Consigne> Reproduisez à l'identique le passage du texte fourni compris entre « Loïc Fauchon : Non, pas » et « les autres éditions. », ces deux passages inclus.

Texte fourni>
══════════
Vous n’envisagez pas un autre format ?
Loïc Fauchon : Non, pas à cet instant. Si nous décidons de le maintenir il n’y aura pas eu les événements préparatoires d’une qualité et d’une quantité prévues. Si nous reportons de huit mois ou d’un an on pourra reprendre notre cycle préparatoire, comme pour les autres éditions.
Durant la crise sanitaire mondiale, avez-vous pu observer des pratiques particulièrement
remarquables et inspirantes ?
══════════
Entrées fournies>
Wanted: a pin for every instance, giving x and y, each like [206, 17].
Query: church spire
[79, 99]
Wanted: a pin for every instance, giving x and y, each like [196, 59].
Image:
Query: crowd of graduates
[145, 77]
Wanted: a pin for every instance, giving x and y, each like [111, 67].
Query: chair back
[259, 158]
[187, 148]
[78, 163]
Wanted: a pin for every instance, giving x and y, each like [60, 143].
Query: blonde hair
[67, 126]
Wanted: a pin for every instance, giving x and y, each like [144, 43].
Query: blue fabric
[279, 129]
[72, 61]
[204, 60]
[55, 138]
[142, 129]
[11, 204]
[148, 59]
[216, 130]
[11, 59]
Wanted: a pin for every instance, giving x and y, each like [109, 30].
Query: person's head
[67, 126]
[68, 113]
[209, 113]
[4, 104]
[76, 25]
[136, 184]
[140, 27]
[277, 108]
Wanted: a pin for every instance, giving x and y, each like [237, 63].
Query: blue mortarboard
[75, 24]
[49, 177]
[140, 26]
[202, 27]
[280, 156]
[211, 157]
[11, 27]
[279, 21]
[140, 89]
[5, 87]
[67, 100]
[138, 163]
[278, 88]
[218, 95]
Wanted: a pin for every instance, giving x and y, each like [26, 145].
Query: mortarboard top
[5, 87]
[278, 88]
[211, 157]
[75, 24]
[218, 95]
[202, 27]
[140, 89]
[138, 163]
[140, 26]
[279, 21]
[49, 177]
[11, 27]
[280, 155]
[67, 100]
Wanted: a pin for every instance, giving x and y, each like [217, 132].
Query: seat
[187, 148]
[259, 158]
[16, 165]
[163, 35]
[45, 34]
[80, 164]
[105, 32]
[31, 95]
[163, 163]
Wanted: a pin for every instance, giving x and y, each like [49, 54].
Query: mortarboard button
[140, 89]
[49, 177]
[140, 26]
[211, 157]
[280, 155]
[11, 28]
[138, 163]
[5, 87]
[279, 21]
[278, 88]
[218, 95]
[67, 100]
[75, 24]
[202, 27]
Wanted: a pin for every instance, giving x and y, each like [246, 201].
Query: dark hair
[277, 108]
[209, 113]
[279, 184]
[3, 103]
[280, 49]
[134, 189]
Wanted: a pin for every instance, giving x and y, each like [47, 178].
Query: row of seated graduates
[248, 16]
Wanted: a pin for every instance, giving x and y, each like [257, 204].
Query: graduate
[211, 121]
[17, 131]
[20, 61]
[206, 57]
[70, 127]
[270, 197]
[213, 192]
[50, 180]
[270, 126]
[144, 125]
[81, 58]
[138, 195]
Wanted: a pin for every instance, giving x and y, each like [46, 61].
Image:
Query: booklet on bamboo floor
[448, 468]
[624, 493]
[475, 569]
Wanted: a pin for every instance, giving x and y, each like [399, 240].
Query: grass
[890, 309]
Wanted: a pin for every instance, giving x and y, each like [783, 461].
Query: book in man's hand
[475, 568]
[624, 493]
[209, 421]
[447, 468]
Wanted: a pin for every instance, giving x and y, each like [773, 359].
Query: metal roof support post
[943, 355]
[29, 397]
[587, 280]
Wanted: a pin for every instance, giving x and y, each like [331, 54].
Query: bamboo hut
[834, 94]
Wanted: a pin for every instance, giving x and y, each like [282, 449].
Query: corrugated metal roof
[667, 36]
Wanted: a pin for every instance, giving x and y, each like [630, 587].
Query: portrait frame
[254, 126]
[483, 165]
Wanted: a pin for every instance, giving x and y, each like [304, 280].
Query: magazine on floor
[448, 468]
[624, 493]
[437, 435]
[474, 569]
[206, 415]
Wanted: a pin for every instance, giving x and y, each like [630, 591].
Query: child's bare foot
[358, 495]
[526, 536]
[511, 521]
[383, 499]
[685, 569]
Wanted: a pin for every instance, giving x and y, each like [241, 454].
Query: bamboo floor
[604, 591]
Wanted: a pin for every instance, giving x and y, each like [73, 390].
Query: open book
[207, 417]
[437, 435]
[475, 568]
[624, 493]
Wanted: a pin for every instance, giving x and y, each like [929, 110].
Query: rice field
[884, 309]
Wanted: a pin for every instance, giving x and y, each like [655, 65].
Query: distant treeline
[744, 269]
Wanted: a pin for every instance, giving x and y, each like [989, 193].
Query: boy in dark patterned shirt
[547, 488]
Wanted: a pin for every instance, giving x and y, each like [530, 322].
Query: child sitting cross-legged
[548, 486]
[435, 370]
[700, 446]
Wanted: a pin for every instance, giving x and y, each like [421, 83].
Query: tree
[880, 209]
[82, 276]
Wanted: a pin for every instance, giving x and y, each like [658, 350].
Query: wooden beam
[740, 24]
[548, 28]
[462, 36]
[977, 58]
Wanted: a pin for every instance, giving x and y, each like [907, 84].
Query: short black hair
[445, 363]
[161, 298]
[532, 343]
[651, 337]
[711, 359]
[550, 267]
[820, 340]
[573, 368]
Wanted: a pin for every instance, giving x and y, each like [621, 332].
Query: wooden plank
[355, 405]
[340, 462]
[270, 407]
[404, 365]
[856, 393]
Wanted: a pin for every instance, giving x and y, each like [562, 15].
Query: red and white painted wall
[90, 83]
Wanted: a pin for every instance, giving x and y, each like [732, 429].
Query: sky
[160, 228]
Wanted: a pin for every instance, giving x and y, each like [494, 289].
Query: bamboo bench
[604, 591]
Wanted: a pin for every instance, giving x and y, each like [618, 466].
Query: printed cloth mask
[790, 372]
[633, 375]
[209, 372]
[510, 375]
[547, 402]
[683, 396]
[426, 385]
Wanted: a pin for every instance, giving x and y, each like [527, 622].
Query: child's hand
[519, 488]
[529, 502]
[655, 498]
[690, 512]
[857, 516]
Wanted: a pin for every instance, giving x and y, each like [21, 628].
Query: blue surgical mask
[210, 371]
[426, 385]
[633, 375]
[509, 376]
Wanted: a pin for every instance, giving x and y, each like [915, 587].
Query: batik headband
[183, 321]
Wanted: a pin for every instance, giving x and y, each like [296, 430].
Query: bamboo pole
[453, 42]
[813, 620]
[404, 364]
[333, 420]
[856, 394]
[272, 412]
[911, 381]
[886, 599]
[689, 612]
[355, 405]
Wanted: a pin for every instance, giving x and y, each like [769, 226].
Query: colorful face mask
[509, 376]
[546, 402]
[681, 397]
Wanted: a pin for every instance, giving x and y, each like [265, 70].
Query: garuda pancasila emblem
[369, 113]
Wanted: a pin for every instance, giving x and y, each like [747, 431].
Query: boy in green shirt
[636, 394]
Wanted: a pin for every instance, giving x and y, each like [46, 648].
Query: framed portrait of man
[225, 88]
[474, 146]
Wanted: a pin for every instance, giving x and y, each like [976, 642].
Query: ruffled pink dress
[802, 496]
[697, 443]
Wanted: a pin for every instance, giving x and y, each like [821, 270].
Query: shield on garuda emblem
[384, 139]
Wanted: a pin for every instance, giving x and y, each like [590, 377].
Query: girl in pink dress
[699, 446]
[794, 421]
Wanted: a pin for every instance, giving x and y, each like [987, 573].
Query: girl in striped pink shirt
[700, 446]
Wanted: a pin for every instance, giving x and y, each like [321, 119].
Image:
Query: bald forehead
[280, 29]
══════════
Réponse rédigée>
Loïc Fauchon : Non, pas à cet instant. Si nous décidons de le maintenir il n’y aura pas eu les événements préparatoires d’une qualité et d’une quantité prévues. Si nous reportons de huit mois ou d’un an on pourra reprendre notre cycle préparatoire, comme pour les autres éditions.